The University of Toronto has been named one of Canada’s Top Employers for 2022.
The Canada’s Top 100 Employers designation is a national benchmark for workplace best-practices. Top Employers are scored on eight criteria: physical workplace; work atmosphere and communications; financial benefits & compensation; health and family-friendly benefits; vacation and personal time-off; employee engagement & performance; training and skills development; and community involvement. The 2022 results were published in the Globe and Mail on November 12, 2021.
Each year, the Division of People Strategy, Equity & Culture submits a comprehensive application highlighting U of T’s collective efforts to be an outstanding employer to the staff, faculty, and librarians working across our three campuses in downtown Toronto, Scarborough, and Mississauga.
Some of the reasons for U of T’s selection for the 2022 award include our generous health and family benefits that extend to retirees, contributions to employees’ defined benefit pension plan, and the University’s actions to enact sustainable, systemic change with regards to equity, diversity, and inclusion. Also recognized was the University’s extraordinary response to the COVID-19 pandemic.
“The past year has seen radical changes to the world of work,” says Kelly Hannah-Moffat, Vice-President, People Strategy, Equity & Culture. “The pandemic has required a great deal of determination and innovation from all of our faculty, librarians, and staff to maintain our steadfast commitment to excellence. Being recognized as one of Canada’s Top 100 Employers for 2022 is a meaningful acknowledgement of that ongoing work.”

• Record excerpts
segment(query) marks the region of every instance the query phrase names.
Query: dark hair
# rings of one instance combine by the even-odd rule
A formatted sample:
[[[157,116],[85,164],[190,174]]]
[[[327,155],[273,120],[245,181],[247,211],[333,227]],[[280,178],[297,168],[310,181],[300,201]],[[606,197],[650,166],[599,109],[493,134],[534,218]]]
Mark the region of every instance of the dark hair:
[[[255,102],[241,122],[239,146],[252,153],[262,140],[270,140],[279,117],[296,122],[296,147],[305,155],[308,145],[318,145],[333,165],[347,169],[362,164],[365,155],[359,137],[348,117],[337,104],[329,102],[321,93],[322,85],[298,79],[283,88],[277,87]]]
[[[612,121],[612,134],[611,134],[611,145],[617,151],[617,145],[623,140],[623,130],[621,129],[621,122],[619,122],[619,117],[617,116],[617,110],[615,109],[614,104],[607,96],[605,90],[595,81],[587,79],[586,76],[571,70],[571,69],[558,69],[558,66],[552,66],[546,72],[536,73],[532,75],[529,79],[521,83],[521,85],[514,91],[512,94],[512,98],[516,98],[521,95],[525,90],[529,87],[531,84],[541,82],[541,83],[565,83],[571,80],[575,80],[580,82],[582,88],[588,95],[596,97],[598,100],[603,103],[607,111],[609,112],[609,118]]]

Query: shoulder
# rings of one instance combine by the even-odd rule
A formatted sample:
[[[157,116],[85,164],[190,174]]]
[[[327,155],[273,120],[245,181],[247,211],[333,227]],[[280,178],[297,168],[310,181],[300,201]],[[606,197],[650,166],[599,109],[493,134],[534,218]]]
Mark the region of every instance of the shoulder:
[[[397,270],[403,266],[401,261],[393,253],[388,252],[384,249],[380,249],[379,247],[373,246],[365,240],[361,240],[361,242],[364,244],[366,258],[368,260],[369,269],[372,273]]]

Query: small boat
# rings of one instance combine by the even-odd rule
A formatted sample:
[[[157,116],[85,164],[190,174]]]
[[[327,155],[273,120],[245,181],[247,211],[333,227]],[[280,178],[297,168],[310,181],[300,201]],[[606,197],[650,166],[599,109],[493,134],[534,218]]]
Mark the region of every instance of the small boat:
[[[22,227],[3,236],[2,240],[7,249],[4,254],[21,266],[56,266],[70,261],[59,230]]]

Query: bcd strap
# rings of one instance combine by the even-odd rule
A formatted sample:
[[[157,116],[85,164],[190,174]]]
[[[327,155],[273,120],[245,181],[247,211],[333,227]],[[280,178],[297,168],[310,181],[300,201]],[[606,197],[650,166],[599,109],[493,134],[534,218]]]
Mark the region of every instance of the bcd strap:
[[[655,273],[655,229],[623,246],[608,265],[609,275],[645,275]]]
---
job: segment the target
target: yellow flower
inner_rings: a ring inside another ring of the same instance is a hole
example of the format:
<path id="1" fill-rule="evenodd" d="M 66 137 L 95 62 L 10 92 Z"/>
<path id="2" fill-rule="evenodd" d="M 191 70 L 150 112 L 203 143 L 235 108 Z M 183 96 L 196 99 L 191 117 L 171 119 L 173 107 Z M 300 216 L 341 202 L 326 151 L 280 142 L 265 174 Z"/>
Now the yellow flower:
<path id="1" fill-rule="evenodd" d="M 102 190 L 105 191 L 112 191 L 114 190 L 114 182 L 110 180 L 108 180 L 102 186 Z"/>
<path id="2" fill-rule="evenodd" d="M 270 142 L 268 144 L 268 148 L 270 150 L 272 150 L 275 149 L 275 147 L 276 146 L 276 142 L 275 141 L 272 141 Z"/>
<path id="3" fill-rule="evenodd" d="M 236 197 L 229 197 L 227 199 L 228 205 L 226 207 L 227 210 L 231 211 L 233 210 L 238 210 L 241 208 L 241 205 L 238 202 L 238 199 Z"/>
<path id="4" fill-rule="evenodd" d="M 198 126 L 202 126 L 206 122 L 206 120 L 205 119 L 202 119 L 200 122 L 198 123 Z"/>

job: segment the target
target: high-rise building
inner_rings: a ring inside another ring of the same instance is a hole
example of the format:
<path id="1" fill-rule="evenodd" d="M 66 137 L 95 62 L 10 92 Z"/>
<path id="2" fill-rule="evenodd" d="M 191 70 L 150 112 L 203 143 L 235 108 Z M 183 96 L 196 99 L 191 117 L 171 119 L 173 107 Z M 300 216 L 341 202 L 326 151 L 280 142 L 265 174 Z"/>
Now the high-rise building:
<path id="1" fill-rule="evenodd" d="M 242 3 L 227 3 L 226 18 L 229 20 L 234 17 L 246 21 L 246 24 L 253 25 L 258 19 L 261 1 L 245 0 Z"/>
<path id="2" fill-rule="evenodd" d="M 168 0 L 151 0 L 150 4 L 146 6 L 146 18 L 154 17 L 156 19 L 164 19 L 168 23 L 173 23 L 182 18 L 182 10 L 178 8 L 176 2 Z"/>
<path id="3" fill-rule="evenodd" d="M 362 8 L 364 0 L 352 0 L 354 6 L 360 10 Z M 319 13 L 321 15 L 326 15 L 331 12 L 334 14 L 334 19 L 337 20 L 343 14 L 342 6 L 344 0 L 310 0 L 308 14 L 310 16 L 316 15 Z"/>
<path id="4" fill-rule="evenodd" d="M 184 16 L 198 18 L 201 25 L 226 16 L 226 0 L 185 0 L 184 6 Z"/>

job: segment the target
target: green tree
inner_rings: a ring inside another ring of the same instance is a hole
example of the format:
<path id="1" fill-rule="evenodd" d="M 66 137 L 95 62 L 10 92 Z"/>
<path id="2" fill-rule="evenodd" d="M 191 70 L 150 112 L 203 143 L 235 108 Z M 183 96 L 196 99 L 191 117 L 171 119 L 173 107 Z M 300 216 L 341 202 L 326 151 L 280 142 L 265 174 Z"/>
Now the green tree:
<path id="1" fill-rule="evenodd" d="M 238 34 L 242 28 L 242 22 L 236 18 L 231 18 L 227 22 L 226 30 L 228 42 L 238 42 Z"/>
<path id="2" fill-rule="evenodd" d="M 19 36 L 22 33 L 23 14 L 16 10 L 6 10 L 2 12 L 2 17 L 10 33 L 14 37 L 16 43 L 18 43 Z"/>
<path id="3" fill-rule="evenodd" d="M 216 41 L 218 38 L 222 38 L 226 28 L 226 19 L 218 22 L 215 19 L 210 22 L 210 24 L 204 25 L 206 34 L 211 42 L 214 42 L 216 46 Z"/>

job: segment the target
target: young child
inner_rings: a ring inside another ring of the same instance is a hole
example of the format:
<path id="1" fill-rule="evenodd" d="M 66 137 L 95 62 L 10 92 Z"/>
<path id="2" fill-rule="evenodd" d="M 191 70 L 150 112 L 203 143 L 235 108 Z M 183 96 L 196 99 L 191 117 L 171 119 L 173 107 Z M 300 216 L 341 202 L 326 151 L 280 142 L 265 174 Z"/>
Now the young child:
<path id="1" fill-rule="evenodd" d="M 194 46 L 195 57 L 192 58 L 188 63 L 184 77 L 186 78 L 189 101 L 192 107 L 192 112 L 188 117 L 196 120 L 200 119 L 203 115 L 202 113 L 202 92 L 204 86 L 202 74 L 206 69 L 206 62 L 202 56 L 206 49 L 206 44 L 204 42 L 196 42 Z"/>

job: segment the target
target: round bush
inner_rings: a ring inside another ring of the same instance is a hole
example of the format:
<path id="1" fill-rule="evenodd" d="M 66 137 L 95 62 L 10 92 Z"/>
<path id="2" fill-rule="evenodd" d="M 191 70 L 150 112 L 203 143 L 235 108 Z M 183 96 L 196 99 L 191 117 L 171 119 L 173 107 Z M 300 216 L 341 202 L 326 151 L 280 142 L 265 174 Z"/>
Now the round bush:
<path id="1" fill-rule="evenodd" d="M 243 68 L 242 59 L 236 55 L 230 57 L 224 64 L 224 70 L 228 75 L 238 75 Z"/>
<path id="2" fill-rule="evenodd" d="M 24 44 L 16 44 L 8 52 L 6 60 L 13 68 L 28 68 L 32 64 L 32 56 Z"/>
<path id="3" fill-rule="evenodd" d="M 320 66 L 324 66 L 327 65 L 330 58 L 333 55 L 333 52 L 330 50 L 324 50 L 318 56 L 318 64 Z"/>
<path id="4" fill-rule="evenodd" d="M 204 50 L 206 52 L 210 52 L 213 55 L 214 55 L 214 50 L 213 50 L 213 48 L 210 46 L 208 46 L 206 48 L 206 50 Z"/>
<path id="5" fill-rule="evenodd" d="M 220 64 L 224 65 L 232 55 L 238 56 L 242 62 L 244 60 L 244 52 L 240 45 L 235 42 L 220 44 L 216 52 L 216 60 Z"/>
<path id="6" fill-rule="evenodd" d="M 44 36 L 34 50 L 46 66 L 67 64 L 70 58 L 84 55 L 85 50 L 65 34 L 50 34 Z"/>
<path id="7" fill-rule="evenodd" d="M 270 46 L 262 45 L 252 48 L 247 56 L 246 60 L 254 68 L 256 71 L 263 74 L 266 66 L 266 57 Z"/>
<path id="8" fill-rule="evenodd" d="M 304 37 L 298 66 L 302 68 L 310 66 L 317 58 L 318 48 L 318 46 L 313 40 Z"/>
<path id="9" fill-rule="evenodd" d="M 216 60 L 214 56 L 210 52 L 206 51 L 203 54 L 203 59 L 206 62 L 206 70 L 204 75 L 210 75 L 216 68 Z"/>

• Instructions
**1)** Decide whether each statement below agrees with the article on U of T's Top Employers award. Answer yes or no for each, and quote the words from the article that decide it.
(a) The 2022 results appeared in the Globe and Mail on November 12, 2021.
(b) Top Employers are scored on ten criteria.
(c) U of T's health and family benefits extend to retirees.
**2)** Translate this sentence from the article on U of T's Top Employers award into French: "Also recognized was the University’s extraordinary response to the COVID-19 pandemic."
**3)** Carry the article on U of T's Top Employers award forward from its last paragraph.

• Task results
**1)**
(a) Yes: "The 2022 results were published in the Globe and Mail on November 12, 2021."
(b) No: "Top Employers are scored on eight criteria"
(c) Yes: "our generous health and family benefits that extend to retirees"

**2)** La réponse extraordinaire de l’Université à la pandémie de COVID-19 a également été reconnue.

**3)**
U of T introduced a variety of new initiatives in 2021 that contributed to a healthy and inclusive work environment, and provided the supports necessary for our faculty, librarians, and staff to succeed in their careers.
In keeping with our commitment to protect the health and safety of our community, in spring 2021 U of T partnered with its affiliated hospitals and public health authorities to set up vaccine clinics at key locations on campus to support a historic immunization campaign.
A mass vaccination site at U of T Mississauga opened the first week of March 2021 with an initial capacity to deliver up to 2,000 doses per day. A few weeks later, the University Health Network worked with U of T and Toronto Public Health to launch a second site inside the University’s Exam Centre on the St. George campus, boosting vaccination capacity in the heart of the city. The University also distributed 250,000 face masks to community members.
Recent programming delivered by U of T’s Anti-Racism and Cultural Diversity Office (ARCDO) includes the Restore Program, an initiative focused on providing wellness, healing, and support to students, staff, faculty and librarians to address the impacts of racism and anti-Black racism in their own lives or in the broader community.
The series of virtual workshops was offered in partnership with Toronto-based wellness activator, Allison Hill. Hill and her team of therapists, counsellors, and trauma-informed yoga instructors delivered a program—with over 2,000 participants—tailored to the U of T community.
In addition to this programming, Wisdom Tettey, vice-president of the University of Toronto and principal of the University of Toronto Scarborough and Karima Hashmani, Executive Director, Equity, Diversity & Inclusion organized the National Dialogues and facilitated consultations to produce a draft of the Scarborough Charter, offering principles, actions, and accountabilities to dismantle anti-Black racism and foster Black inclusion in the Canadian post-secondary sector.
The 2020 Equity, Diversity, & Inclusion Report will provide more information about our tri-campus equity initiatives, including the development of an Anti-Black Racism Task Force, Antisemitism Working Group, the ongoing work of the Anti-Islamophobia Working Group, and our commitment to addressing the U of T TRC Calls to Action. Together, these activities created opportunities to remove systemic barriers for the University community.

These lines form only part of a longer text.